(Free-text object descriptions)
※

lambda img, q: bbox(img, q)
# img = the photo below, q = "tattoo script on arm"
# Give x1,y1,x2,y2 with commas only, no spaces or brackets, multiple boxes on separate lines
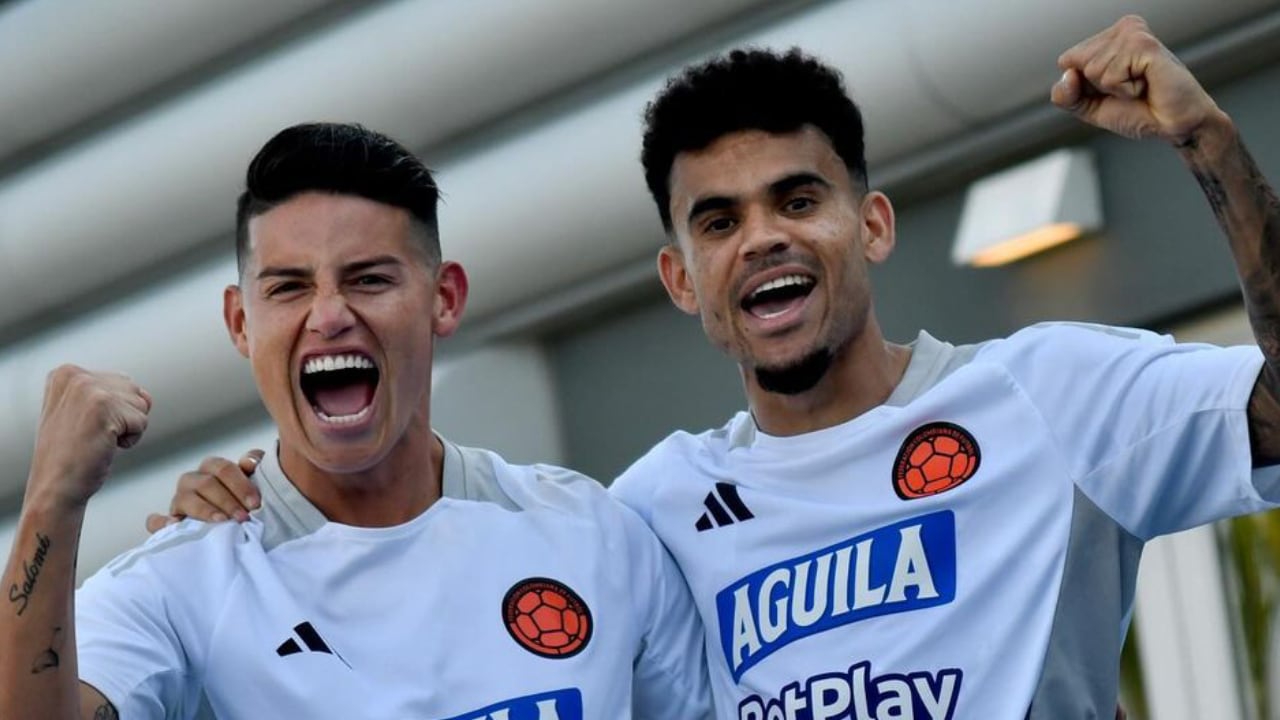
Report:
8,532,51,616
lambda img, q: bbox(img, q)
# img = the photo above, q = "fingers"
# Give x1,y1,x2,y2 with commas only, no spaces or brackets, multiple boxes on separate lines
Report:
1050,69,1083,110
1057,19,1116,73
1058,15,1148,71
115,403,150,450
238,449,265,476
167,449,263,526
200,454,261,514
83,371,152,450
171,471,239,522
1093,52,1147,101
172,454,260,522
144,513,181,534
1057,15,1154,99
1051,14,1188,140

※

What is expected:
The data above must be written out again word for word, without its pictures.

Result of the exercise:
lambda img, q: bbox(img, q)
# img = the photo below, q = "tattoo script on arm"
# Give x1,y1,x2,y2 with commas only, no spaces or brackets, multiple boxes on separate lines
Report:
8,532,51,616
lambda img, q: bbox(img, q)
# img = the photo above, q = "fingers"
# Give x1,y1,x2,y2 with commas only, no spaces or brackets, multiple boxes on separate lines
Report:
1050,69,1083,110
1057,19,1116,73
1058,15,1148,71
115,403,150,450
238,449,265,476
167,449,263,526
200,454,261,514
83,371,152,450
171,471,239,522
1093,52,1147,101
172,454,260,522
144,513,181,534
1057,15,1154,99
1051,14,1188,140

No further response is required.